* **TEXT PASSAGE**
= Beginning of Section =
# Self Portraits | Studio Lights | Before/After Editing



## Braineack (Nov 3, 2015)

Been wanting to update my LinkedIn profile pic for some time now and figured Id sit myself down and fool around under my lights.

300 photos later and I had two i didn't hate.  After I got one for LinkedIn, I really wanted one with my awesome jean jacket.  Because helllo, it's a jean jacket and it's awesome.

And in the style of @DanOstergren I wanted to show some before/after editing work.

enjoy.




LinkedIn Profile Selfie by The Braineack, on Flickr





Jean Jacket Selfie by The Braineack, on Flickr


These were both lit the same way:  I had my 36x48" softbox above me nearly camera axis pointing nearly straight down and I was holding a reflector to soften the shadows under my chin and get a little more light to the side of my face camera left (butterfly if you will).  Then just a second light positioned under my chair pointing back up to my backdrop -- i angled it slightly to light the area behind dark side of my face more than camera right. simple.
= End of Section =
* **REQUIREMENT 1**
Reproduce the self-portrait forum post from "## Braineack (Nov" up to and including "under my lights.".
* **REQUIREMENT 2**
Which lighting tools does the self-portrait forum post's final paragraph say were used to light both selfies? List them all.
* **REQUIREMENT 3**
Extend the self-portrait forum post past its last sentence.

Dataset entries
= Beginning of Section =
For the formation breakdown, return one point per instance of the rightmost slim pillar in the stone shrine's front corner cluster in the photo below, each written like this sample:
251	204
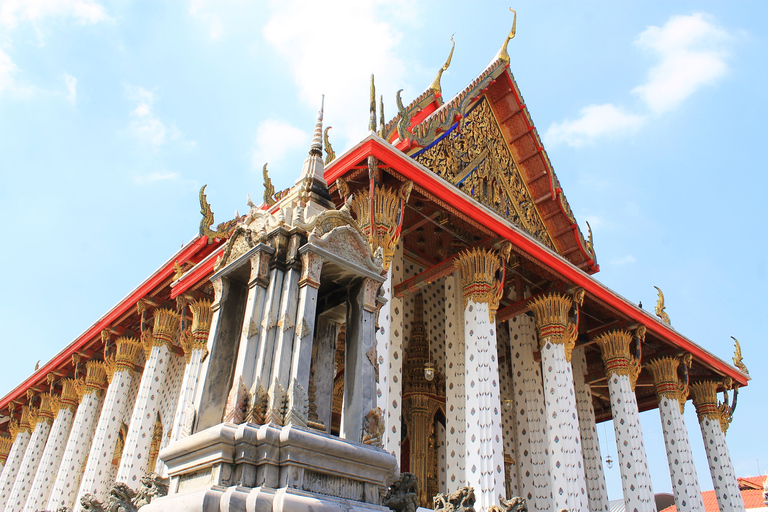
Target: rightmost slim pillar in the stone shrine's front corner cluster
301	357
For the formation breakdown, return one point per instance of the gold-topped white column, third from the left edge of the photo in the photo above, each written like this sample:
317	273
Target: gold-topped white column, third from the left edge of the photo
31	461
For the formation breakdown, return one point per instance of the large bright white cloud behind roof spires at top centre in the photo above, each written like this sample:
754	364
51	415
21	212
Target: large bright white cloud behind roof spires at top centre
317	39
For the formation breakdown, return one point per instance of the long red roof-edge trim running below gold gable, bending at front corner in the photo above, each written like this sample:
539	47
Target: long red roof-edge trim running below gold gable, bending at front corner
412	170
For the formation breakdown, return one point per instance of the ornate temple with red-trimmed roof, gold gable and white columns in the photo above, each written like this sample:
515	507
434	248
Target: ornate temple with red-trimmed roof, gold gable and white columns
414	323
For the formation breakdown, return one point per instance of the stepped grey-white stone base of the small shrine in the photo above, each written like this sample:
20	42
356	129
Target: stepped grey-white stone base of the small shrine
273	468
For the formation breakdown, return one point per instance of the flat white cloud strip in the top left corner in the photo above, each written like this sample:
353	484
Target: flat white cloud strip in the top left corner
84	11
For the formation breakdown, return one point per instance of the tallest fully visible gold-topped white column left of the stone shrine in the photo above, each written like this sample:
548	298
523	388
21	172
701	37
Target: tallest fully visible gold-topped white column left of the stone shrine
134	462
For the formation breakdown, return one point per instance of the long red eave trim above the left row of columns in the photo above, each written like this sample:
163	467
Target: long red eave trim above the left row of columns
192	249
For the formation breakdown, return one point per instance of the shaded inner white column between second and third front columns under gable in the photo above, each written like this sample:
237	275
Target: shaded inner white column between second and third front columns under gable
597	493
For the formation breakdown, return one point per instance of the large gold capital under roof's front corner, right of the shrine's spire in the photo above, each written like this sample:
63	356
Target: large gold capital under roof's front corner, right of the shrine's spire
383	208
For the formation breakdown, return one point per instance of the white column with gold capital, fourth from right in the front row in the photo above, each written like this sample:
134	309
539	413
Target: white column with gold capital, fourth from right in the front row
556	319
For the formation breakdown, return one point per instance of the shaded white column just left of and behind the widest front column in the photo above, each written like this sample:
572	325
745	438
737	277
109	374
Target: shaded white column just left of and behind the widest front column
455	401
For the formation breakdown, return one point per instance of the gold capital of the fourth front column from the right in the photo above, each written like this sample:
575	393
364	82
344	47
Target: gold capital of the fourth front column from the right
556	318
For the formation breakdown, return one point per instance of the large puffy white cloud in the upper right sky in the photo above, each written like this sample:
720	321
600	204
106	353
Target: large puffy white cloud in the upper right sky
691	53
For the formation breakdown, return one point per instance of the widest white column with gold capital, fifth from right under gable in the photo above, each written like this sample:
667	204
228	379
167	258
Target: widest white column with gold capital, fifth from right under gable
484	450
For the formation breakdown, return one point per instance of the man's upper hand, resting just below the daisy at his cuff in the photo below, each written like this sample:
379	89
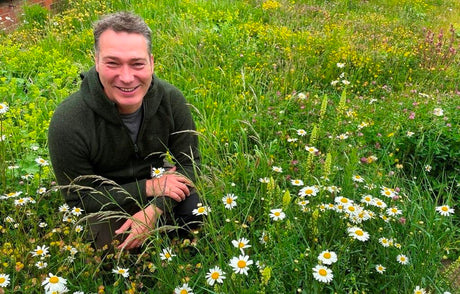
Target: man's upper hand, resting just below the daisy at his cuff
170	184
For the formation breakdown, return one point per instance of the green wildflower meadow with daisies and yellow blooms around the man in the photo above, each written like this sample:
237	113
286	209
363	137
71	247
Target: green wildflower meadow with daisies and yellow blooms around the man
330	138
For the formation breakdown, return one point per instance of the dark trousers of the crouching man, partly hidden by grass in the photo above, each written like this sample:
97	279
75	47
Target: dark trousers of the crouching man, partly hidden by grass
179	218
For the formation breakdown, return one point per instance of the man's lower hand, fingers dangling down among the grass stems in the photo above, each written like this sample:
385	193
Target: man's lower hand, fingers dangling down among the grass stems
= End of Section =
* **EXERCISE ANSWER 1**
## Braineack (Nov 3, 2015)

Been wanting to update my LinkedIn profile pic for some time now and figured Id sit myself down and fool around under my lights.

* **EXERCISE ANSWER 2**
36x48" softbox
reflector
second light

* **EXERCISE ANSWER 3**
Here's a screen grab of the skin-smoothing I did.  I like to keep it as natural as possible while evening out skin tones and removing blemishes:












Otherwise these are pretty much straight out of camera with a crop and simple processing in LR.


----------



## Scatterbrained (Nov 3, 2015)

Skin looks a wee bit red on my monitor, but otherwise solid work, I know how much of a bear studio selfies can be.

edit: just realized it was more of the screengrabs than the final images.


----------



## Braineack (Nov 3, 2015)

It's soooo hard when you can't see how ugly you are.

First two are final, my skin is a little red so looks normal to me.  Rather red than green I guess.

using tapatalk.


----------



## weepete (Nov 3, 2015)

Nice one mate, that's a really good lighting job IMO and a good insight into your process


----------



## Derrel (Nov 3, 2015)

Pretty good, considering what you had to work with.


----------



## Braineack (Nov 3, 2015)

Derrel said:


> Pretty good, considering what you had to work with.


It doesn't help.

using tapatalk.


----------



## cauzimme (Nov 3, 2015)

Great job, autoportraits can be a pain. 
I don't know why but when I look the after, before photos, I prefer the unedited ones, with the darker shadow your face is a bit less round than in the edited one, which is more masculine IMOH, but without the comparaison I wouldn't have say anything... Great job!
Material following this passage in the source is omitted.